**Data supplied:**
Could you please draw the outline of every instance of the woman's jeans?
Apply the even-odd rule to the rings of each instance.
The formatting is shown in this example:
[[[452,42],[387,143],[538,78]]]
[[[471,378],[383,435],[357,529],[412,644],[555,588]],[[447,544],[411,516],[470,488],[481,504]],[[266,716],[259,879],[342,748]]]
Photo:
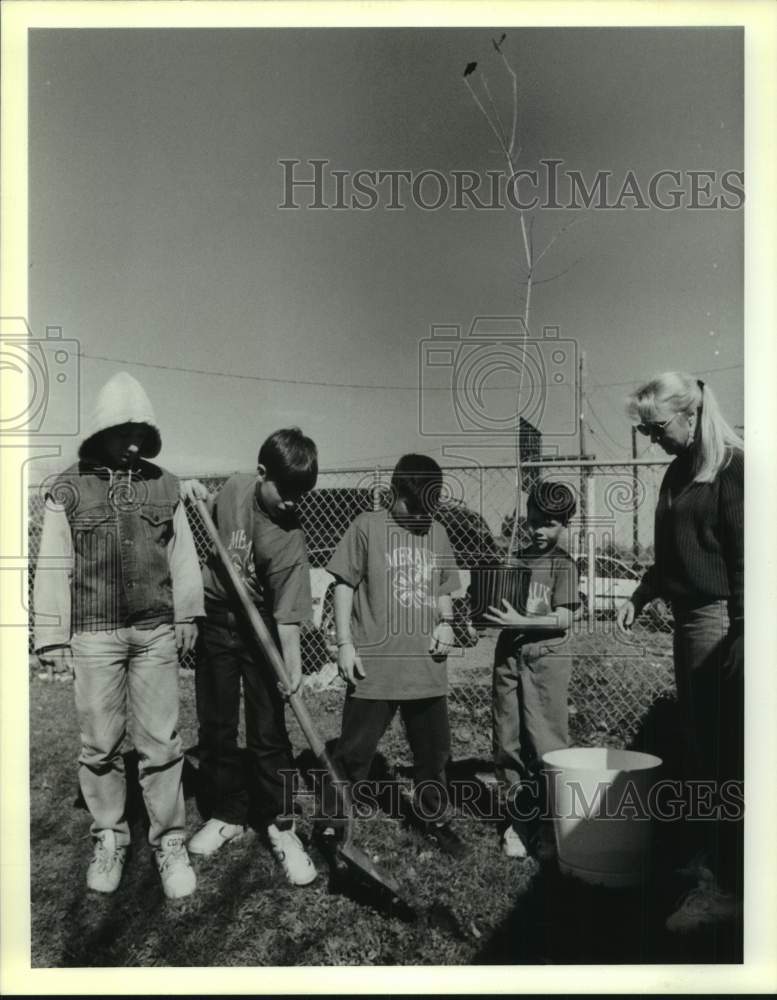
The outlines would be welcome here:
[[[183,832],[183,750],[178,725],[178,651],[175,629],[120,628],[77,632],[71,640],[75,701],[81,729],[78,780],[92,834],[113,830],[130,840],[121,745],[131,718],[138,776],[149,818],[148,839]]]
[[[704,837],[721,888],[741,894],[744,819],[744,665],[730,662],[736,636],[726,601],[673,602],[677,697],[687,778],[699,781]],[[711,797],[707,793],[711,790]],[[710,808],[717,818],[710,818]]]

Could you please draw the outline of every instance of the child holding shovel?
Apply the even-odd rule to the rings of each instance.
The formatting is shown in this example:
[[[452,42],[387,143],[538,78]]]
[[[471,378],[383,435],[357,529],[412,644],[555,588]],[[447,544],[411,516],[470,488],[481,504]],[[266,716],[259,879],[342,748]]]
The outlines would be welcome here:
[[[310,617],[312,603],[305,538],[294,508],[317,477],[314,442],[297,427],[285,428],[261,446],[256,474],[232,476],[209,503],[229,557],[281,650],[289,693],[302,680],[300,623]],[[190,498],[208,497],[196,480],[184,489]],[[317,872],[294,826],[295,767],[283,695],[216,553],[203,573],[196,691],[200,778],[210,817],[189,841],[189,851],[211,855],[242,837],[249,791],[258,793],[253,804],[273,854],[293,885],[307,885]],[[238,748],[241,681],[250,789]]]

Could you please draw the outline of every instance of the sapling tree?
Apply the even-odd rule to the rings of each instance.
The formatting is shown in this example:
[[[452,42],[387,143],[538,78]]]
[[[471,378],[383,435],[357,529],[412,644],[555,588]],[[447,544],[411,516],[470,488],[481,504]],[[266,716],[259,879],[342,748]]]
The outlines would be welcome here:
[[[518,170],[520,169],[521,160],[521,137],[520,137],[520,101],[518,94],[518,75],[515,68],[511,64],[505,52],[505,42],[507,40],[507,35],[505,32],[502,33],[501,37],[497,41],[496,39],[491,39],[491,44],[496,52],[496,58],[499,63],[506,71],[511,82],[511,115],[510,120],[505,122],[502,115],[499,112],[496,102],[491,93],[491,88],[489,86],[488,77],[483,71],[482,67],[478,62],[468,62],[463,73],[464,84],[472,96],[472,100],[478,107],[483,118],[488,123],[488,126],[496,138],[498,149],[500,154],[504,157],[508,177],[513,178],[516,176]],[[476,86],[480,90],[478,90]],[[575,266],[577,261],[574,261],[568,267],[564,268],[562,271],[550,275],[549,277],[538,278],[540,264],[543,263],[546,256],[553,248],[559,237],[571,229],[575,224],[577,219],[573,219],[571,222],[559,228],[545,243],[541,248],[537,248],[534,245],[534,210],[528,211],[518,207],[518,224],[520,227],[520,265],[519,265],[519,276],[518,285],[521,289],[521,299],[522,299],[522,315],[521,315],[521,327],[522,334],[527,337],[531,333],[531,306],[532,306],[532,293],[537,285],[545,284],[549,281],[555,281],[562,275],[566,274],[572,267]],[[519,299],[520,301],[520,299]],[[521,433],[520,433],[520,399],[521,392],[523,389],[523,372],[525,365],[521,365],[521,371],[518,380],[518,386],[516,388],[516,402],[515,402],[515,434],[514,434],[514,447],[515,447],[515,508],[512,516],[512,528],[510,532],[510,544],[506,552],[506,559],[509,559],[515,548],[515,540],[518,532],[518,525],[521,520],[520,515],[520,500],[521,500],[521,487],[522,487],[522,473],[521,473]]]

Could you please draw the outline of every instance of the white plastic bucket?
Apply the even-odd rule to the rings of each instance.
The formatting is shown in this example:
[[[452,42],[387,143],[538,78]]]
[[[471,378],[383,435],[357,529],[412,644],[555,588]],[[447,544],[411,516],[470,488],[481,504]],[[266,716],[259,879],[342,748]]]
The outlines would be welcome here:
[[[639,885],[647,874],[649,793],[661,758],[574,747],[542,760],[561,871],[597,885]]]

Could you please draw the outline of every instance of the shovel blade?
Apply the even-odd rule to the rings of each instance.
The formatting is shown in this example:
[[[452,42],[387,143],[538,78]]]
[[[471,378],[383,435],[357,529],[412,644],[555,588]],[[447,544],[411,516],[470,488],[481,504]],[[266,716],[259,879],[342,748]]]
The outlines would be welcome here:
[[[351,870],[370,882],[377,883],[392,896],[399,896],[400,890],[396,881],[387,872],[381,871],[370,856],[355,844],[340,844],[337,853]]]

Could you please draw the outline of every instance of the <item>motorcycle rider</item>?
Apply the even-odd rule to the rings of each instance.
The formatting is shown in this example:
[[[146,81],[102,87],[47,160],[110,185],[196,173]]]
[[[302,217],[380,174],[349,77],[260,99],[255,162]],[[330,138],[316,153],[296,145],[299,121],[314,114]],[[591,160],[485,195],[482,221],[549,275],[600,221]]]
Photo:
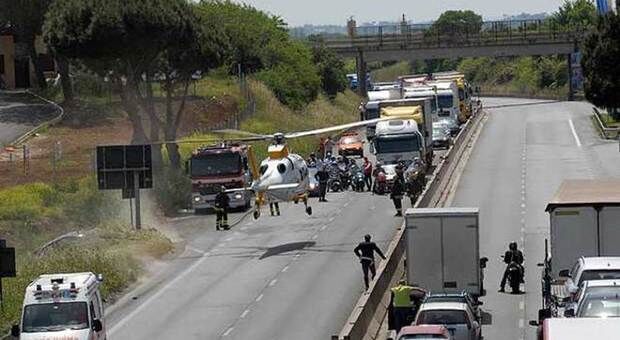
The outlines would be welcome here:
[[[329,181],[329,172],[327,167],[321,165],[319,171],[316,172],[314,178],[319,182],[319,202],[327,202],[325,195],[327,194],[327,182]]]
[[[271,216],[280,216],[280,205],[278,202],[269,202],[269,212]]]
[[[315,167],[319,164],[319,160],[316,158],[316,155],[313,153],[310,154],[310,157],[306,161],[309,167]]]
[[[383,181],[385,182],[385,170],[383,170],[383,164],[381,162],[377,162],[377,166],[373,170],[372,176],[375,178],[372,191],[373,193],[378,193],[378,185],[381,182],[380,178],[383,178]]]
[[[368,187],[368,191],[372,189],[372,163],[368,160],[368,157],[364,157],[364,182]]]
[[[364,235],[364,242],[358,244],[357,247],[353,249],[353,252],[360,259],[362,272],[364,273],[364,284],[366,285],[366,289],[368,289],[368,272],[370,271],[371,280],[374,280],[377,274],[375,268],[375,252],[384,260],[385,255],[383,255],[381,249],[377,247],[377,244],[371,241],[371,236],[369,234]]]
[[[504,270],[504,275],[502,276],[502,282],[499,285],[499,292],[504,292],[504,287],[506,286],[506,279],[508,278],[508,268],[510,268],[511,263],[516,263],[519,267],[521,283],[523,283],[524,278],[524,268],[523,268],[523,253],[517,248],[517,242],[510,242],[508,245],[508,250],[504,254],[504,263],[506,263],[506,270]]]
[[[220,192],[215,196],[215,230],[228,230],[228,206],[230,204],[230,197],[226,193],[226,187],[221,186]]]
[[[400,168],[399,164],[396,169]],[[403,193],[405,192],[405,183],[402,175],[402,171],[397,170],[396,176],[394,176],[394,183],[392,184],[392,191],[390,192],[390,198],[394,202],[396,208],[396,217],[403,216]]]

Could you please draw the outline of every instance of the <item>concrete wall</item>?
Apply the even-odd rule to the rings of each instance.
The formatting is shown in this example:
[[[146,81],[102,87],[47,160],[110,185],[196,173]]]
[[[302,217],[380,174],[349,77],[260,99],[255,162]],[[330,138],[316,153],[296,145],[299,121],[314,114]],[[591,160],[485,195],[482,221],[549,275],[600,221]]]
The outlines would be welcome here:
[[[15,88],[15,45],[13,36],[0,35],[0,55],[4,56],[4,73],[0,77],[9,89]]]

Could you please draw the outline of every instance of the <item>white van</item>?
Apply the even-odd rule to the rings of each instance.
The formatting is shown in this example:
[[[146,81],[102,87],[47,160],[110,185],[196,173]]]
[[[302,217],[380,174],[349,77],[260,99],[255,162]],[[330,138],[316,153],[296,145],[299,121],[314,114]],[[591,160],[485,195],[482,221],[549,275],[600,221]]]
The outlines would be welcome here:
[[[93,273],[39,276],[26,287],[22,319],[11,335],[22,340],[106,339],[102,281]]]

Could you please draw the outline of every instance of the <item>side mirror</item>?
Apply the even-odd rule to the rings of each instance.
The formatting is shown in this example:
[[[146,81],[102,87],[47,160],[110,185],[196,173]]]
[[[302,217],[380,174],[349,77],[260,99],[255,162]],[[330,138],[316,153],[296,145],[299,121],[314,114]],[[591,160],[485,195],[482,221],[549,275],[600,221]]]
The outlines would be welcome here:
[[[474,327],[474,329],[478,329],[480,328],[480,324],[478,323],[478,321],[475,321],[471,323],[472,327]]]
[[[559,277],[570,277],[570,271],[568,269],[560,270],[558,273]]]
[[[13,325],[13,327],[11,327],[11,336],[13,337],[19,337],[19,333],[20,333],[20,329],[18,325]]]
[[[101,320],[93,320],[93,331],[101,332],[103,330],[103,324]]]
[[[572,309],[572,308],[564,310],[564,317],[565,318],[574,318],[575,317],[575,310]]]
[[[534,326],[534,327],[540,326],[540,324],[536,320],[530,320],[529,324],[530,324],[530,326]]]
[[[484,302],[482,302],[482,301],[476,301],[476,306],[482,306],[482,305],[484,305]]]
[[[538,310],[538,325],[542,324],[543,320],[549,319],[552,316],[553,315],[551,314],[551,309],[549,308],[539,309]],[[531,325],[531,321],[530,321],[530,325]]]
[[[489,262],[489,258],[488,257],[483,257],[480,259],[480,268],[486,268],[487,267],[487,262]]]

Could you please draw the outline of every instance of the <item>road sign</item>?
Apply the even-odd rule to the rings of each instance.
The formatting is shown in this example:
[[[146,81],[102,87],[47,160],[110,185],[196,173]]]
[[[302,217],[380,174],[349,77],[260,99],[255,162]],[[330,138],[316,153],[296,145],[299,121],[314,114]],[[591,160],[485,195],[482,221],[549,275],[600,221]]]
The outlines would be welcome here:
[[[16,275],[15,248],[0,248],[0,278]]]
[[[114,145],[97,147],[97,181],[100,190],[153,187],[150,145]]]

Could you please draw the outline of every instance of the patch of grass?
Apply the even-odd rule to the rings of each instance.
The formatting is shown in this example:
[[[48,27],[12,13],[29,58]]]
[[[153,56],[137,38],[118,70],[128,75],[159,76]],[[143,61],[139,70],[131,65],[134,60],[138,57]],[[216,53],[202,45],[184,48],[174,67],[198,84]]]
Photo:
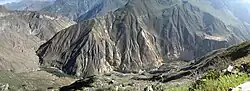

**Work request:** Please return every line of the material above that includes "shovel".

**Response to the task:**
Could you please draw the outline of every instance of the child holding shovel?
Could you please draw the outline of every instance of the shovel blade?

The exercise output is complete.